• **Problem statement**:
Reproduce every one of the following entries line for line, changing nothing.

• **Stored data entries**:
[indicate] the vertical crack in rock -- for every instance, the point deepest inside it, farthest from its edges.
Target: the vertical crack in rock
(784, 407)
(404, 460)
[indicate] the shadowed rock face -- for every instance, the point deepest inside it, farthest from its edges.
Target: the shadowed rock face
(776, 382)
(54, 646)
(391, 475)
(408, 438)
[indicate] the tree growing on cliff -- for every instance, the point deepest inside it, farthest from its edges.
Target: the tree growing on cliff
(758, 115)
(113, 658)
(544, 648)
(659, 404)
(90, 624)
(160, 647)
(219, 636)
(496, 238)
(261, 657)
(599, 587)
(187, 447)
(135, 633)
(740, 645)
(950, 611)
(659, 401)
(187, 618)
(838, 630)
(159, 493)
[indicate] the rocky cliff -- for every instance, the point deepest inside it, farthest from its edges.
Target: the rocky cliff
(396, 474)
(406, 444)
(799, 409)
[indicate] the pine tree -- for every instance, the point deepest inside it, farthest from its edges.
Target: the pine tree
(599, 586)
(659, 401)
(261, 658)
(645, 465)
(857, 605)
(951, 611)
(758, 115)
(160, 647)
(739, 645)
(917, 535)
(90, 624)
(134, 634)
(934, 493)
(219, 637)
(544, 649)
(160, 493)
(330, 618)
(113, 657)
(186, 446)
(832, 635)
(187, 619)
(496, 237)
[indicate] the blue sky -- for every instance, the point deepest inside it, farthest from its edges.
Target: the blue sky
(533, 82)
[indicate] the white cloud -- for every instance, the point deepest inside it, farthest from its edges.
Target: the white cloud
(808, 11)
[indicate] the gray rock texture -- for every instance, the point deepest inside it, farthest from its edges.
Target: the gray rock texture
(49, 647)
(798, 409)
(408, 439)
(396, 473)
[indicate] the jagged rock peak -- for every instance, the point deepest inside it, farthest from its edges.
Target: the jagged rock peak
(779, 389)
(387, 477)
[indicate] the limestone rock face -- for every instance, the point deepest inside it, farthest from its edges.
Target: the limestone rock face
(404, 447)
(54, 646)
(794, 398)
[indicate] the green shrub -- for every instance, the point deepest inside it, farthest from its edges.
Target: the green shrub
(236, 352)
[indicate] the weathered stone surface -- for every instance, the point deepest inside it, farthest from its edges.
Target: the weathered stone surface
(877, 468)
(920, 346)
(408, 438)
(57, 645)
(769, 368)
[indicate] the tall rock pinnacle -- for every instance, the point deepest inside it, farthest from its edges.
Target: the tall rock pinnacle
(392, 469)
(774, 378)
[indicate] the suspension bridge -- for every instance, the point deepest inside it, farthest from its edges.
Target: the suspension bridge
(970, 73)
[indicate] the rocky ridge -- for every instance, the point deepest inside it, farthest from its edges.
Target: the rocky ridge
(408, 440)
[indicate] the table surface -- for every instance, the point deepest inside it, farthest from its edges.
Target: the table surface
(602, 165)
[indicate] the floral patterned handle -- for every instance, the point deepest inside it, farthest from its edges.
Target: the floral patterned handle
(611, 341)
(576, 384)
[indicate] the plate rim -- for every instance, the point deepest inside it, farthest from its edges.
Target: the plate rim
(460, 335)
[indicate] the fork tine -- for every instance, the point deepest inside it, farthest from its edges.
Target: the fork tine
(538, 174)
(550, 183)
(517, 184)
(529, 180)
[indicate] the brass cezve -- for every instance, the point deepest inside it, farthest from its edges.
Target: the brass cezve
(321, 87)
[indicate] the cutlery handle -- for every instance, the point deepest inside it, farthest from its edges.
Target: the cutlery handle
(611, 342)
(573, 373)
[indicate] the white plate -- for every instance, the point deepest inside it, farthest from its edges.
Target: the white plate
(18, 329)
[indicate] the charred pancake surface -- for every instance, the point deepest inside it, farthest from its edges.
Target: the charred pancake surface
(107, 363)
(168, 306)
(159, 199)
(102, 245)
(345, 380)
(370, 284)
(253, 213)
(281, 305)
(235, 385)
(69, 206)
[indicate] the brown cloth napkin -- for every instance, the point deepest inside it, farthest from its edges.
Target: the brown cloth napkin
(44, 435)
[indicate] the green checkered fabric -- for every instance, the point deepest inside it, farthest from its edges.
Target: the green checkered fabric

• **Result for this exercise**:
[indicate] the vertical crack in rock -- for every instance, the point deepest inside it, farthest from its edges.
Target: the vertical crack in rock
(784, 407)
(404, 460)
[indicate] the shadowed rock face -- for every instance, the point deepest inside it, farthest from its edges.
Target: the shadowed rock face
(776, 382)
(54, 646)
(391, 475)
(408, 438)
[indicate] the tree growing on cliff -- for every instance, the point deepest inside it, farthest from its edges.
Target: the tree growing on cliff
(758, 115)
(113, 658)
(544, 648)
(659, 404)
(90, 624)
(160, 647)
(219, 636)
(496, 238)
(261, 657)
(599, 587)
(187, 447)
(135, 633)
(740, 645)
(950, 611)
(659, 401)
(187, 618)
(838, 630)
(159, 493)
[indicate] the rocky cliff -- for every instance, the point deepest inside it, farthest from its edges.
Target: the rocky cliff
(396, 474)
(406, 444)
(799, 409)
[indicate] the pine tree -- for every instance, the point deepest inside it, farthest from its edges.
Target: the pine tree
(599, 586)
(659, 401)
(261, 658)
(645, 465)
(857, 605)
(951, 611)
(758, 115)
(160, 647)
(739, 645)
(917, 535)
(90, 624)
(134, 634)
(934, 493)
(219, 637)
(544, 649)
(160, 493)
(330, 618)
(113, 657)
(186, 446)
(832, 635)
(187, 619)
(496, 237)
[indicate] the blue sky -- for every instance, the point deepest inside it, farthest from its edges.
Target: the blue sky
(533, 82)
[indicate] the white cloud -- for every instance, the point deepest inside it, farthest from its edges.
Target: the white cloud
(808, 11)
[indicate] the gray rock texture -- for every instance, the point deepest inside it, farthest from its edges.
Target: the gray rock texture
(49, 647)
(798, 409)
(408, 439)
(396, 473)
[indicate] the jagged rock peak -- for every instance, the point deepest inside it, farthest from its edges.
Target: the jagged rock peak
(779, 389)
(387, 477)
[indicate] the limestone rock face -- for every instance, the point deepest inside it, farthest from its edges.
Target: the limestone rock face
(404, 447)
(54, 646)
(794, 398)
[indicate] the green shrub -- for every instance, the point deepest inside it, farthest from its edges.
Target: the green shrub
(236, 352)
[indicate] the weathered stone surface -- for every instance, the point deepest inside it, farthest from its edges.
Target: the weathered stone surface
(877, 468)
(920, 346)
(408, 438)
(57, 645)
(769, 368)
[indicate] the tall rock pinnacle -- for every instance, the point deepest inside it, farthest from its edges.
Target: the tall rock pinnacle
(392, 469)
(774, 378)
[indicate] the suspension bridge -- for every instance, the point deepest inside it, farthest from its edges.
Target: the suspension bridge
(970, 73)
[indicate] the rocky ridge -- for every instance, the point deepest inside it, farthest from its edges.
Target: the rocky ridge
(408, 440)
[indicate] the table surface -- for every instance, the point deepest inside it, farthest from its edges.
Target: the table surface
(602, 165)
[indicate] the floral patterned handle -- for every instance, the point deepest inside it, farthest from its edges.
Target: the floral patterned handle
(611, 341)
(576, 384)
[indicate] the plate rim -- for every instance, the point deepest inside it, farthest from its edges.
Target: the plate rim
(460, 335)
[indicate] the fork tine -- for every instance, the point deepest inside it, farthest from its edges.
Target: the fork tine
(538, 174)
(550, 183)
(517, 184)
(529, 180)
[indicate] the brass cezve -- for every instance, the point deepest inside it, farthest from its edges.
Target: the brass cezve
(321, 87)
[indicate] the cutlery handle -- for every instance, the point deepest inside it, farthest from its edges.
Target: the cutlery handle
(611, 342)
(573, 373)
[indicate] the white plate -- for every instance, the point deepest inside it, farthest from its edges.
Target: the white plate
(18, 329)
[indicate] the charred pancake surface -- for every instance, the point deepest inside it, farthest from its edges.
Target: the charred pancake surface
(107, 363)
(168, 306)
(159, 199)
(102, 245)
(345, 380)
(370, 284)
(253, 213)
(281, 305)
(235, 385)
(69, 206)
[indicate] the brown cloth napkin -- for every instance, the point deepest inside it, farthest from its edges.
Target: the brown cloth napkin
(44, 435)
[indicate] the green checkered fabric -- for every instance, the point deepest inside it, farthest from its edges.
Target: the green checkered fabric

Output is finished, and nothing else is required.